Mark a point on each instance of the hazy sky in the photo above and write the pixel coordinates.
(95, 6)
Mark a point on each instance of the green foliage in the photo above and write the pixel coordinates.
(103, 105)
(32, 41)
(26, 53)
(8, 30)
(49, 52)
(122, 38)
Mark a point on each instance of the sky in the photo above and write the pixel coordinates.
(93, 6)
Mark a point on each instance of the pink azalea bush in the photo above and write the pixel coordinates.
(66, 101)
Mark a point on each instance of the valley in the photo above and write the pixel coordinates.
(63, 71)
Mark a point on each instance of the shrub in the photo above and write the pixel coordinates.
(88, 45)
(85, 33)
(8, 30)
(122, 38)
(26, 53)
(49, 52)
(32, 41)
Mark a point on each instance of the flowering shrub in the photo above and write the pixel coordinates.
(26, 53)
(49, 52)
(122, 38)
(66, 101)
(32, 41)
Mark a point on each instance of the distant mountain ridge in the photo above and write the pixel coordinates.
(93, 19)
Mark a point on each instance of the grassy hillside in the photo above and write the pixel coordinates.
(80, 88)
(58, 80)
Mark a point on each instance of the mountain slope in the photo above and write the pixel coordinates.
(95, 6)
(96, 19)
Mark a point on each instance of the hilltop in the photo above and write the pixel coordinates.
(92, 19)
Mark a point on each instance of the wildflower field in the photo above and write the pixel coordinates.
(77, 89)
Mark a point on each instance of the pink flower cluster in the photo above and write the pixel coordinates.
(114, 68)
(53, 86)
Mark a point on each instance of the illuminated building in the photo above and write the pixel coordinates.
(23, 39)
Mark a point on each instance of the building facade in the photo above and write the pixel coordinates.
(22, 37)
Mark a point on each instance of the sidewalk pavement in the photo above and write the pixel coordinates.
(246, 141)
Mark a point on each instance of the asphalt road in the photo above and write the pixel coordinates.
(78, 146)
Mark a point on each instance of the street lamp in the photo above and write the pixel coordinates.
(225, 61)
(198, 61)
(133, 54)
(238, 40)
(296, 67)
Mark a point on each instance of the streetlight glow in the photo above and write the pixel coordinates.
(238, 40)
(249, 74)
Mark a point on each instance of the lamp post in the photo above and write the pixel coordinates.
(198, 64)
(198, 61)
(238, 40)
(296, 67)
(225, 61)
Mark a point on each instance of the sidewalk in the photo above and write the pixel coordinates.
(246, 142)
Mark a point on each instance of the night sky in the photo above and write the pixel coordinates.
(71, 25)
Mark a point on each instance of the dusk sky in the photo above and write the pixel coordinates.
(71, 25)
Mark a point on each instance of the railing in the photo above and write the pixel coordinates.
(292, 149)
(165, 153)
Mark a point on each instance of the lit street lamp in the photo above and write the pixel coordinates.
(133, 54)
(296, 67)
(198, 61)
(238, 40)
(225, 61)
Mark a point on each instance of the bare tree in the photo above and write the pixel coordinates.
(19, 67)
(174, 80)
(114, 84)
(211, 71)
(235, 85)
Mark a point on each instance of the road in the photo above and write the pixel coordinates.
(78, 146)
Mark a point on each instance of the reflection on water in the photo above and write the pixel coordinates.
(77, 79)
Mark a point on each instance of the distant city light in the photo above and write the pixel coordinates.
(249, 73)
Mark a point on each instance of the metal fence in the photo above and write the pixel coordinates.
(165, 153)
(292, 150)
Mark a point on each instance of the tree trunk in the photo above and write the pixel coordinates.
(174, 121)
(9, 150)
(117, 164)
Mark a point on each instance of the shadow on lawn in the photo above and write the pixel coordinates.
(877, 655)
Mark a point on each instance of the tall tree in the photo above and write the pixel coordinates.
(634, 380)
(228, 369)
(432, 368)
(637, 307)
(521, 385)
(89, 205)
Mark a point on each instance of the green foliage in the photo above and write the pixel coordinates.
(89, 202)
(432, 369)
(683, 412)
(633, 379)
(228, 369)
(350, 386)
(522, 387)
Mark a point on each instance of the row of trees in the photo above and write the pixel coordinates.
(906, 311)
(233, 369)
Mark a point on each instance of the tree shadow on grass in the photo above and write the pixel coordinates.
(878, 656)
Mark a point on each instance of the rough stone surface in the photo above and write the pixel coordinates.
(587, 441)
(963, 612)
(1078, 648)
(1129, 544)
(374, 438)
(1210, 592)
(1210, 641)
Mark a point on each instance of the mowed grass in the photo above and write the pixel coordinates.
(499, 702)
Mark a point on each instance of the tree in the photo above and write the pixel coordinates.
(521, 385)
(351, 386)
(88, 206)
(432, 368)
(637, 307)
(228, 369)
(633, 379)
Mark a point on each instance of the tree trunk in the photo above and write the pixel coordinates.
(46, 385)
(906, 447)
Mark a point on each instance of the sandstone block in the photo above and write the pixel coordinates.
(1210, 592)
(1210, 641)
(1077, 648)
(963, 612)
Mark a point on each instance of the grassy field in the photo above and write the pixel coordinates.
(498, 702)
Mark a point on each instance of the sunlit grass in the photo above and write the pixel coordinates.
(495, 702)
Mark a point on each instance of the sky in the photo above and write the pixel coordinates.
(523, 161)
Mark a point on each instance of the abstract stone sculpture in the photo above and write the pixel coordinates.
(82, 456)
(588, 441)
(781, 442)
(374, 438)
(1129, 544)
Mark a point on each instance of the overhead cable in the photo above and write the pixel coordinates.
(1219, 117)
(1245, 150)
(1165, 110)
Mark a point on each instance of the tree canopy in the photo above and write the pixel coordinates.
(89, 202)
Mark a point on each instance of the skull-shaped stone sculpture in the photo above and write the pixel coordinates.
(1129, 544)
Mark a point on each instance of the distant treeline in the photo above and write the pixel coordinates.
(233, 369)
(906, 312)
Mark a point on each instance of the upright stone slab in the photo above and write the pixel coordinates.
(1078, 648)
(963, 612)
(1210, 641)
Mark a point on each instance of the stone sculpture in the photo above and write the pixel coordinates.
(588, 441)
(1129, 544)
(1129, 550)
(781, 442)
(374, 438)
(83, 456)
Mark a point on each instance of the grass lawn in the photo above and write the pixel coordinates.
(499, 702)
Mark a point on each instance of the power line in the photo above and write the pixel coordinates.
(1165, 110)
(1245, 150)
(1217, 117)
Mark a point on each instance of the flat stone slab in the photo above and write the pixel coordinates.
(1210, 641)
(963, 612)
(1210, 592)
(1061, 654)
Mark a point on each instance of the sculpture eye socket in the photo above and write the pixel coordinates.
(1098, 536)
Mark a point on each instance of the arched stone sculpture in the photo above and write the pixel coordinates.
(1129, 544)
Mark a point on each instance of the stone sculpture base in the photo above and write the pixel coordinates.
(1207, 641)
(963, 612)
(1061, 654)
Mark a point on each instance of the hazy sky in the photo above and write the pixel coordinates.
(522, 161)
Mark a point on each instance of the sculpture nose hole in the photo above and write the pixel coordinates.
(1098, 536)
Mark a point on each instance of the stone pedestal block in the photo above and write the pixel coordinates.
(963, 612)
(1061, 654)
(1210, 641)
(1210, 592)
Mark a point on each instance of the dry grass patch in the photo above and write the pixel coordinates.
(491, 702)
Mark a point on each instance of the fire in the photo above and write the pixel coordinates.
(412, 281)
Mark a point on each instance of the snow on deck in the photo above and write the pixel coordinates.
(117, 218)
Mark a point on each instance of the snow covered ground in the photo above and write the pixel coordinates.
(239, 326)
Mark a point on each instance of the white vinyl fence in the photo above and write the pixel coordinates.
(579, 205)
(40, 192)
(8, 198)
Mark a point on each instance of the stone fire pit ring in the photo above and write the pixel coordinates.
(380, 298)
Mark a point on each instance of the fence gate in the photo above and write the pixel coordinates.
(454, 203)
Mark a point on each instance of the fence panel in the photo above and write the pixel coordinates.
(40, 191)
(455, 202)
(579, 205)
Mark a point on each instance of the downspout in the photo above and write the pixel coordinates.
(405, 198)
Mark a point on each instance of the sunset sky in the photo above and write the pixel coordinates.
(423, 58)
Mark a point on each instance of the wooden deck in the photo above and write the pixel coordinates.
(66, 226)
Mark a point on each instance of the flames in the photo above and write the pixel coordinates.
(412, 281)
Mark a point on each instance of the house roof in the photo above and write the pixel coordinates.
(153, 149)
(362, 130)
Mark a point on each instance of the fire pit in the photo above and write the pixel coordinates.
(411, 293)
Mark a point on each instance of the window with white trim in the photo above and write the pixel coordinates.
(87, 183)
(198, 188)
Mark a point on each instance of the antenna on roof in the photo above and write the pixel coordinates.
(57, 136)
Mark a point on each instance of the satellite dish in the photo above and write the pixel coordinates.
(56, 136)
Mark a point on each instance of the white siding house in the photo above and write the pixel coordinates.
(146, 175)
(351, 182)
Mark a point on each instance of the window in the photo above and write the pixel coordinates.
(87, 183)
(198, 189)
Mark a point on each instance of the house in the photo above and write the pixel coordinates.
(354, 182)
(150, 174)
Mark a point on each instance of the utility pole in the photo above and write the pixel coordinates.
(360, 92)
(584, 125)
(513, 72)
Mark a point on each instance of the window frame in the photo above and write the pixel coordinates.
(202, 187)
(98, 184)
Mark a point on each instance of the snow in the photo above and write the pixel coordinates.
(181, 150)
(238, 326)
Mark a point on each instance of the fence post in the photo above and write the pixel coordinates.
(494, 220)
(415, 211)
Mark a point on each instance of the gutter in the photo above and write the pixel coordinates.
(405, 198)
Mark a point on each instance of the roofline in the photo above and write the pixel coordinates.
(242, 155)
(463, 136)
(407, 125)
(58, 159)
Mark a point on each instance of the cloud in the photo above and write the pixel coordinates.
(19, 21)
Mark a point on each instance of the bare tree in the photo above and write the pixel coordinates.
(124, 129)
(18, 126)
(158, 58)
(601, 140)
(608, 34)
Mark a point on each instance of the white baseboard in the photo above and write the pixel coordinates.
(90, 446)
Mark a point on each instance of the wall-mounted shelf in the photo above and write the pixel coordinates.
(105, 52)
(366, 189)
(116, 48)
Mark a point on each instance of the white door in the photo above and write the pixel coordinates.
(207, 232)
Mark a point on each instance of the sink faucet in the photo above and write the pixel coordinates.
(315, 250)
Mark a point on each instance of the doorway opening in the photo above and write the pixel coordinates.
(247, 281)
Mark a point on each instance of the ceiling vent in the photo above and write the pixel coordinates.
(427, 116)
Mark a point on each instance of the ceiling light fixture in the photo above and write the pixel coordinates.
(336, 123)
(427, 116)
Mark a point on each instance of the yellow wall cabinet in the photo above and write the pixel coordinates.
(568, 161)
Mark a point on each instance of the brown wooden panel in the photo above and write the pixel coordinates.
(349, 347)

§ **Objective**
Reproduce exactly the line that holds "Mark a point on each instance of the white door", then every line after it, ending with the final line of the records above.

§ **Response to this exercise**
Mark a point on each instance of the white door in the photo above and write the pixel coordinates.
(207, 232)
Mark a point on each instance of the sink faucet in the photo above and write the pixel coordinates.
(315, 250)
Mark a point on each instance of the doorway opening in the photo above and write the pixel coordinates.
(247, 281)
Mark a point on each instance of the ceiling vent in the photo above and write the pixel coordinates.
(427, 116)
Mark a point on each instance of the ceiling light fixture in the photo above and write the pixel coordinates.
(336, 123)
(427, 116)
Mark a point on each instance of the yellow wall cabinet in the photo above and write the pixel coordinates.
(568, 161)
Mark a point on each instance of the brown wooden panel in the photo above and write the pixel coordinates.
(349, 347)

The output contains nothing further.